WRITTEN REQUEST >>
Can you quote the passage below about Pyle's death and burial word for word, starting with "Initially buried on" and going on through "in the cemetery."?

EXCERPT TO READ >>

• • •

On April 17, 1945, Pyle found himself with the U.S. Army’s 305th Infantry Regiment of the 77th Infantry Division on Ie Shima, a small island northwest of Okinawa. The Allies had captured the island, but there were still pockets of enemy soldiers in place. The following day, Pyle was traveling in a Jeep with Lieutenant Colonel Joseph Coolidge, commanding officer of the 305th, when they came under fire from a Japanese machine gun. They took cover in a nearby ditch, and when Pyle slowly raised his head to look around, he was shot in his left temple and was killed instantly. He was forty-four years old.




Initially buried on Ie Shima, Pyle’s remains were eventually moved to a U.S military cemetery on Okinawa. His final resting place would be the National Memorial Cemetery of the Pacific in Honolulu, Oahu, Hawaii. The site, an extinct volcano, is known as the Punchbowl. Over 13,000 World War II soldiers, sailors, and airmen are buried there. Even today, Pyle’s grave is one of the most visited and photographed in the cemetery.

• • •

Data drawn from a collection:
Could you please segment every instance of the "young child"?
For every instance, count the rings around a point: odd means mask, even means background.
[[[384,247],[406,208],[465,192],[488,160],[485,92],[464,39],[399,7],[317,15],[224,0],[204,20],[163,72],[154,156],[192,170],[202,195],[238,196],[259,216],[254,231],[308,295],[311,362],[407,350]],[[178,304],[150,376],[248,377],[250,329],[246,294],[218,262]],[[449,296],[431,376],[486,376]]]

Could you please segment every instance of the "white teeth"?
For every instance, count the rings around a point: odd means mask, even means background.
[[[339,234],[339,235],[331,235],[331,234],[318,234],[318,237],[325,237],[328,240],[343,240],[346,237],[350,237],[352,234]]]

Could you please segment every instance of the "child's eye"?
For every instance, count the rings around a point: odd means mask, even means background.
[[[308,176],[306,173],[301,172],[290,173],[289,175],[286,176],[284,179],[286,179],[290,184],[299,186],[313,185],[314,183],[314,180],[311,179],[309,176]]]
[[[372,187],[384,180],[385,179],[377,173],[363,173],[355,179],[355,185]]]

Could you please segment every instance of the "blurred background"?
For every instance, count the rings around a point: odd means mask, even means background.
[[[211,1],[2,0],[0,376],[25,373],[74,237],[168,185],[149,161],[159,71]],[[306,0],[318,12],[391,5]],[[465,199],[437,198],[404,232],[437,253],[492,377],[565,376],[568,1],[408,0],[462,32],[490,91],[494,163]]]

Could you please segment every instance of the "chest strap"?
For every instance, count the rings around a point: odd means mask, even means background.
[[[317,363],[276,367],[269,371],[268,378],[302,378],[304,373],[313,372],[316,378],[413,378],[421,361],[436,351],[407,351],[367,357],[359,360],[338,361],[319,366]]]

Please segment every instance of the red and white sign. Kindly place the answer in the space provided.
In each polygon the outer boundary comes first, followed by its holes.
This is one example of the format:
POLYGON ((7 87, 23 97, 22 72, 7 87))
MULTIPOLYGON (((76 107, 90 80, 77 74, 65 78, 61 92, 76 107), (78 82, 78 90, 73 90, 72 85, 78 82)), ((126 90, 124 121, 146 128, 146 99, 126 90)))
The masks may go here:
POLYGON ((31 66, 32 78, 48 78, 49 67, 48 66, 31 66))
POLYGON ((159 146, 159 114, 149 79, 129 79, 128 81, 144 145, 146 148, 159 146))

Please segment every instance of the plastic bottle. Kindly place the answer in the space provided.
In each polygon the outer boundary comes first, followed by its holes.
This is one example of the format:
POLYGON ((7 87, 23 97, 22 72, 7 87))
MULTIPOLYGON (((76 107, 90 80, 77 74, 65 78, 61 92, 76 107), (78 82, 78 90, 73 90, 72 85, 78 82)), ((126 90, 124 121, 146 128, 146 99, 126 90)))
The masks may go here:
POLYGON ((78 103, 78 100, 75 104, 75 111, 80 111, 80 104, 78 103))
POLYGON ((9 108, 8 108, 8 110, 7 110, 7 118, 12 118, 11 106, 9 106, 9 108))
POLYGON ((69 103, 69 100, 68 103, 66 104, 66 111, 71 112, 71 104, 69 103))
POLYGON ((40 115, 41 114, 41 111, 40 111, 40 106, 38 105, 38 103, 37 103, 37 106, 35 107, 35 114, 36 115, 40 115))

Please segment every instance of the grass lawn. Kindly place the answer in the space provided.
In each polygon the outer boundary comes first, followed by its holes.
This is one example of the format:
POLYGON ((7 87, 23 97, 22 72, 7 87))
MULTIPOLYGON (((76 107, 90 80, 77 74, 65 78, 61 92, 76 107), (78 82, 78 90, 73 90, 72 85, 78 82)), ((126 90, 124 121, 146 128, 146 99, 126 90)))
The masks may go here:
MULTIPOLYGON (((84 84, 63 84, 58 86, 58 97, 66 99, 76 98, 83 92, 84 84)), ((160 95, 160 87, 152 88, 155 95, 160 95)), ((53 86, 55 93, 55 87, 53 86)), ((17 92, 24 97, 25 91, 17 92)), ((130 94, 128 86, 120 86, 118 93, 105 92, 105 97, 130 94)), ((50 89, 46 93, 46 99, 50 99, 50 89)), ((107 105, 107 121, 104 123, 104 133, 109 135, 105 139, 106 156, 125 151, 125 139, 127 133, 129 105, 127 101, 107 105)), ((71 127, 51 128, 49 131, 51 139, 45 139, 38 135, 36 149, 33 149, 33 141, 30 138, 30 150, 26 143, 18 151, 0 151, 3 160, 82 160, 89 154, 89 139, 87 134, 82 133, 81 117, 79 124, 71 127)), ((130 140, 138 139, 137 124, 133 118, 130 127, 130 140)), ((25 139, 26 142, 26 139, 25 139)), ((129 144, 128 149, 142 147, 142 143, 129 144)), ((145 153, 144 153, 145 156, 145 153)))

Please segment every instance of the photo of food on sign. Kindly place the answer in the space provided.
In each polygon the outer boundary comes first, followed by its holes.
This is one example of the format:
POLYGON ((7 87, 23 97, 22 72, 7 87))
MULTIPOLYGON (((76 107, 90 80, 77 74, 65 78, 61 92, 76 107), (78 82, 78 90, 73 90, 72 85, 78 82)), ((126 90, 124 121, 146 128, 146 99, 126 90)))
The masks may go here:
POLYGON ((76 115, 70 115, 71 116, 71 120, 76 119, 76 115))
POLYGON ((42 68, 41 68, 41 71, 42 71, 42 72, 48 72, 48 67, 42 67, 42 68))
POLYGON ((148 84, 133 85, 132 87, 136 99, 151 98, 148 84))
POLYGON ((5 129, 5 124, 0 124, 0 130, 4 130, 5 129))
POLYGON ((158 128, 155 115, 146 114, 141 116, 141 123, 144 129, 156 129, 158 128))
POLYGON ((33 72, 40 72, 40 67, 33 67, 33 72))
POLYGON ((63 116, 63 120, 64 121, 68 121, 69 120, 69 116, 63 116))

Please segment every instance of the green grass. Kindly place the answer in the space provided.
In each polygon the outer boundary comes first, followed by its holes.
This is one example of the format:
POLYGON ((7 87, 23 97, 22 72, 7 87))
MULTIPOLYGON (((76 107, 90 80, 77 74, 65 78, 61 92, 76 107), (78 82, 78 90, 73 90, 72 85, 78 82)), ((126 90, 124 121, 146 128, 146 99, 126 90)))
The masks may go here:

• • •

EXERCISE RESULT >>
Initially buried on Ie Shima, Pyle’s remains were eventually moved to a U.S military cemetery on Okinawa. His final resting place would be the National Memorial Cemetery of the Pacific in Honolulu, Oahu, Hawaii. The site, an extinct volcano, is known as the Punchbowl. Over 13,000 World War II soldiers, sailors, and airmen are buried there. Even today, Pyle’s grave is one of the most visited and photographed in the cemetery.